- [ISTRUZIONI E REQUISITI] Individui ogni riga delle voci seguenti che contiene la stringa "nike" e la trascriva.

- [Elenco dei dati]
□ □ □ □ □ □ □
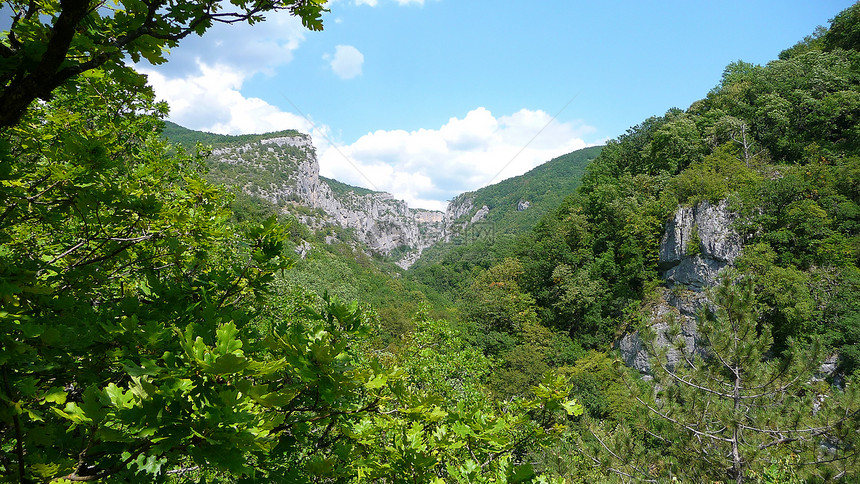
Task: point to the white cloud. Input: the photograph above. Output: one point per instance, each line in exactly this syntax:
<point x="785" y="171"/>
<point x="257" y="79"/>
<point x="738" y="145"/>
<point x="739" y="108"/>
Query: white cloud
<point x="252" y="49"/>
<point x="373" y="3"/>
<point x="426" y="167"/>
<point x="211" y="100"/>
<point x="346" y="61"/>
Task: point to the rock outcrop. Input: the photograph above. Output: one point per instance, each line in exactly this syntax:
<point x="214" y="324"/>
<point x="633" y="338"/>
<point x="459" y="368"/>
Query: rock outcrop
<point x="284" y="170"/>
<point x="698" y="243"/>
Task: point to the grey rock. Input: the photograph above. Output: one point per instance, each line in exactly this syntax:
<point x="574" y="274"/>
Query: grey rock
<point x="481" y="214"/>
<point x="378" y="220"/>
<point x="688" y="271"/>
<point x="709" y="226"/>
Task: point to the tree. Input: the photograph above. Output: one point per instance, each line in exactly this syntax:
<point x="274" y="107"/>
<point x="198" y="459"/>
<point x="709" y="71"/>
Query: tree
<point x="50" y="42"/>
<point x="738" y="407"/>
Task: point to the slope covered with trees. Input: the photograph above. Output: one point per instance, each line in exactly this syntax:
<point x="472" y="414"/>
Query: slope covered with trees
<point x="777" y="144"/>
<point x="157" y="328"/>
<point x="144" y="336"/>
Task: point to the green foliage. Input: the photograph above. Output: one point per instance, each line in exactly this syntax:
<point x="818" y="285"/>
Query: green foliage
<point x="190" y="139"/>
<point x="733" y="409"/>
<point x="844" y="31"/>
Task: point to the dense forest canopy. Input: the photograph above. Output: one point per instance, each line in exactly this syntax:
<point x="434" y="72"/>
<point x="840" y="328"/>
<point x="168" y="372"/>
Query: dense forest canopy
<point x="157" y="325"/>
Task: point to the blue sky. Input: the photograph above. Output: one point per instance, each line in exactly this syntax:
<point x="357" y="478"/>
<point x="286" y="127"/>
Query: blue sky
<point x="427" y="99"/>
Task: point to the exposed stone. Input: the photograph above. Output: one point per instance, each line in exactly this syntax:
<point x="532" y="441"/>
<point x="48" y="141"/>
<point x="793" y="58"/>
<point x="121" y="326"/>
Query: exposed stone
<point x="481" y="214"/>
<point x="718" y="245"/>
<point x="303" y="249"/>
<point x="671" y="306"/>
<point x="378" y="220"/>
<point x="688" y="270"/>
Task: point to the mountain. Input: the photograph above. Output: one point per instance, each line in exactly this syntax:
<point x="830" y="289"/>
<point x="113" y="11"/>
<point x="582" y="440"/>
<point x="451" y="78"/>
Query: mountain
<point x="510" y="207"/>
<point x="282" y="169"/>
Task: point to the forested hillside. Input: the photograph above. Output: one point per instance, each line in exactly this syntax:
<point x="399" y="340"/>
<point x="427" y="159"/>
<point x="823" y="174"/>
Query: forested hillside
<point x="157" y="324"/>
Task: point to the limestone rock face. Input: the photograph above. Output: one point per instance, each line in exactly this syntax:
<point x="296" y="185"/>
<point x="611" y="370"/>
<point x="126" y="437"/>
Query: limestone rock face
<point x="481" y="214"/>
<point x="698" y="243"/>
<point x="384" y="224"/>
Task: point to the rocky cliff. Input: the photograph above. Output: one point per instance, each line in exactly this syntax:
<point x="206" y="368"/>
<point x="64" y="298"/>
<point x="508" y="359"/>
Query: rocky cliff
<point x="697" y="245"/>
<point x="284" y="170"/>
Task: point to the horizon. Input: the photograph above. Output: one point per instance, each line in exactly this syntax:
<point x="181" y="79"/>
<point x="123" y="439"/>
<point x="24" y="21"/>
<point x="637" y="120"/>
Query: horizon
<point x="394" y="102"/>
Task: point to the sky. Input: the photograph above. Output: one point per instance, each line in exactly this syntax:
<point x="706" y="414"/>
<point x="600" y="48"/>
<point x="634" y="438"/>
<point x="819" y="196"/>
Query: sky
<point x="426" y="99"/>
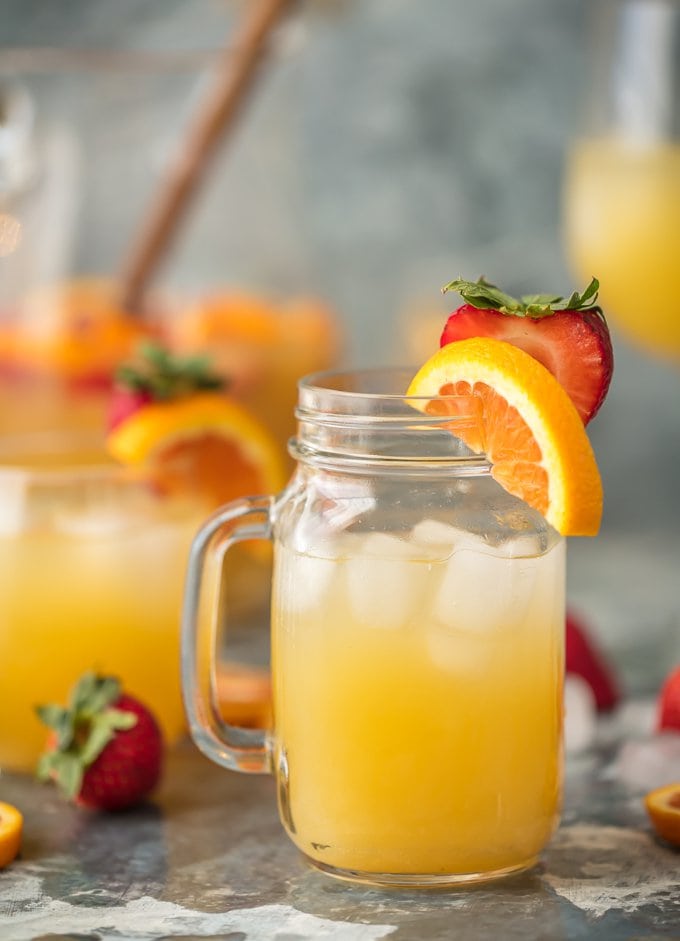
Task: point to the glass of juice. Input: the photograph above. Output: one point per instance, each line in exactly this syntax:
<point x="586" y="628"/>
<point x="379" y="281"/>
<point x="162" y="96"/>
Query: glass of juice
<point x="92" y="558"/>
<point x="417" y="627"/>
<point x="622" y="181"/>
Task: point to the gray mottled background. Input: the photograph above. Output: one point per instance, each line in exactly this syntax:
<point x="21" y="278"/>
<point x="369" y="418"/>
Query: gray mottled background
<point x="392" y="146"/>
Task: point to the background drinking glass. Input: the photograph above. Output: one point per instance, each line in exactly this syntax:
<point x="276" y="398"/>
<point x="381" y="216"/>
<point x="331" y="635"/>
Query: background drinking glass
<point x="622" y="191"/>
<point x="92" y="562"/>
□ □ □ □ □ □ □
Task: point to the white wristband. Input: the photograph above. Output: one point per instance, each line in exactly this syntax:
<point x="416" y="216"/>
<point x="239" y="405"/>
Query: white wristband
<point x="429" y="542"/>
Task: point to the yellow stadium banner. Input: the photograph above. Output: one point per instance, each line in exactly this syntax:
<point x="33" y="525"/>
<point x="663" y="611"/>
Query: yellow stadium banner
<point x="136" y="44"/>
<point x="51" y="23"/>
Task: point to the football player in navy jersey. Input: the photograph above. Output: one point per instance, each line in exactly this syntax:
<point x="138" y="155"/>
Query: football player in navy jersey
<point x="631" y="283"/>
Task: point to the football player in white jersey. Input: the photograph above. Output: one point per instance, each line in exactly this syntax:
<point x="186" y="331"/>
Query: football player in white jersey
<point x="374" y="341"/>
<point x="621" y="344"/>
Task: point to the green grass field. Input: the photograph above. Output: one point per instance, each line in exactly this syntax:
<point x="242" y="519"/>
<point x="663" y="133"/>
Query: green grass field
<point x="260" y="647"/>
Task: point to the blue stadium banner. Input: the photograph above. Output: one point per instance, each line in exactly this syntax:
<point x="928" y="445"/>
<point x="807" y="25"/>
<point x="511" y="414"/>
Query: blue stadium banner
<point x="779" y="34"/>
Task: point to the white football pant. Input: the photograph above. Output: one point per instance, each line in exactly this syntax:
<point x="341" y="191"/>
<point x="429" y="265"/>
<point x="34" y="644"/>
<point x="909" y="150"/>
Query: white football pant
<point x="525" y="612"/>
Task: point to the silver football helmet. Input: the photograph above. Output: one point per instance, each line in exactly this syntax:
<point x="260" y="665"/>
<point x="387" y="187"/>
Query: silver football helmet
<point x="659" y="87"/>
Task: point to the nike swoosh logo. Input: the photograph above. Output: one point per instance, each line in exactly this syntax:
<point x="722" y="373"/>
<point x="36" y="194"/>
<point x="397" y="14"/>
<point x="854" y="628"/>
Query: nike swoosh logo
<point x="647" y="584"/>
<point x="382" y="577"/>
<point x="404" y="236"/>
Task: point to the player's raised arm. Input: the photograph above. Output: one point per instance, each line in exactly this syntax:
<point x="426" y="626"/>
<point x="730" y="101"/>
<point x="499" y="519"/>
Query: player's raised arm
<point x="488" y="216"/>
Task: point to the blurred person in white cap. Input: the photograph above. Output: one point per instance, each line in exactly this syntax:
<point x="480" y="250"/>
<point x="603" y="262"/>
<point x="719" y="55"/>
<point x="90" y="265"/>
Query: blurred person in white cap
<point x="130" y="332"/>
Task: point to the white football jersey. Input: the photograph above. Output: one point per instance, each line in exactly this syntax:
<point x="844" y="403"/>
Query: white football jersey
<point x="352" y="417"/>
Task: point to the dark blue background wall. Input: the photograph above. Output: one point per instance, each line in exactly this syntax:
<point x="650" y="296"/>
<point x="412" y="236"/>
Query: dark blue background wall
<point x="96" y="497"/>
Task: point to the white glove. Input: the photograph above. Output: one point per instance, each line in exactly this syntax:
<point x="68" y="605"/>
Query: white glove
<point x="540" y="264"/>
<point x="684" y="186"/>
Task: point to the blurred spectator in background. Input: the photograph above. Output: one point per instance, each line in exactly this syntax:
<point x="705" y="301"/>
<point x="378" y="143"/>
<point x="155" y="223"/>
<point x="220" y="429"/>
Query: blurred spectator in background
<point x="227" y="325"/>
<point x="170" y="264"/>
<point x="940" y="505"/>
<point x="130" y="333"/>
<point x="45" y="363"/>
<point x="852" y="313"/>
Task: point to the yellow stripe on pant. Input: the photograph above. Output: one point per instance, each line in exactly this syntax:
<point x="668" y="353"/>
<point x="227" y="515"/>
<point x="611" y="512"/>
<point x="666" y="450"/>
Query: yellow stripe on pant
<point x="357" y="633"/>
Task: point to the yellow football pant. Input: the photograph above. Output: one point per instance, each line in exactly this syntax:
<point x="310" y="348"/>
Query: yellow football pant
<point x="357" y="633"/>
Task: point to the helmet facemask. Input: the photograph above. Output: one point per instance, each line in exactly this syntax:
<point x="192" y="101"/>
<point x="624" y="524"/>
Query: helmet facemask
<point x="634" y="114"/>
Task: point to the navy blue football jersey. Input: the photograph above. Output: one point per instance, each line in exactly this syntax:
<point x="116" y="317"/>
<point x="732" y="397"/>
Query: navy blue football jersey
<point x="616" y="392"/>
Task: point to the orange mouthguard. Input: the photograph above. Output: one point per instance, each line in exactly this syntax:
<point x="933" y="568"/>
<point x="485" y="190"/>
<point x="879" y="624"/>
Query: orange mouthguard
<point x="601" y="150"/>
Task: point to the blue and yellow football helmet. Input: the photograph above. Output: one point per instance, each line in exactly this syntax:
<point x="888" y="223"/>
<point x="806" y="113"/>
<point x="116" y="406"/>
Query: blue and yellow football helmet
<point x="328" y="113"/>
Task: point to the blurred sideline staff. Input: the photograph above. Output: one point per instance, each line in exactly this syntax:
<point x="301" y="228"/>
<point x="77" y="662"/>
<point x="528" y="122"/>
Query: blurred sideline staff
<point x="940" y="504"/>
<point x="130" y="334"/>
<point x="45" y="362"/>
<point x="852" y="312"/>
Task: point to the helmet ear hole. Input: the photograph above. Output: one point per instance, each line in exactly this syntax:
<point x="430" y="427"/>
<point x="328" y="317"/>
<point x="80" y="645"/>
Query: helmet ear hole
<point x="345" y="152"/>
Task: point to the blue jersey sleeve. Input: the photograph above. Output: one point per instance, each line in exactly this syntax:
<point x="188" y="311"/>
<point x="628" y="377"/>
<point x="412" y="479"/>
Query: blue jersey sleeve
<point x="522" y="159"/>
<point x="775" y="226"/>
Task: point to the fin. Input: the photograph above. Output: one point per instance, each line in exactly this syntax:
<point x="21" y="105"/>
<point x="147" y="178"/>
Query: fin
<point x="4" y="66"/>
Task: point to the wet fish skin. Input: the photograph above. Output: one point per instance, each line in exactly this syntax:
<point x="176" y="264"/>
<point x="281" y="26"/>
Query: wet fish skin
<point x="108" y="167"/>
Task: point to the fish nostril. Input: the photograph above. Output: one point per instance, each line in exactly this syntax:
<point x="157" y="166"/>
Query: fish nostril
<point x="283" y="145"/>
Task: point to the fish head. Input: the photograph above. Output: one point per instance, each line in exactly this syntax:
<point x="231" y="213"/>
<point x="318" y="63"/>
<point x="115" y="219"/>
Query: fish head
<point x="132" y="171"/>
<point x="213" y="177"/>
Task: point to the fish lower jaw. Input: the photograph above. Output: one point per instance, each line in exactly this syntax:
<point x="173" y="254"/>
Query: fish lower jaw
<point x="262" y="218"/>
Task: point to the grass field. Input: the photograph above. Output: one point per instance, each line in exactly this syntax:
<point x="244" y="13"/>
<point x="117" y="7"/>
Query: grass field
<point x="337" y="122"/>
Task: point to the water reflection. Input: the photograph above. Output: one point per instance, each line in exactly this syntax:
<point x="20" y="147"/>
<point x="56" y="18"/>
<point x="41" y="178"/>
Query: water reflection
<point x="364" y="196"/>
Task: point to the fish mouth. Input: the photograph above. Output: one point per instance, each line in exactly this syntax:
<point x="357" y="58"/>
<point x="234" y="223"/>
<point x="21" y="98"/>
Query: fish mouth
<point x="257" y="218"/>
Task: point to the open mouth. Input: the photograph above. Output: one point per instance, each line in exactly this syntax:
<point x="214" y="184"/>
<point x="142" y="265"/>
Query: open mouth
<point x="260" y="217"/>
□ □ □ □ □ □ □
- [SOLUZIONE PROPOSTA]
Task: point to the nike swoosh logo. Input: the photograph above. Output: one point per instance, each line in exactly this syntax:
Query: nike swoosh logo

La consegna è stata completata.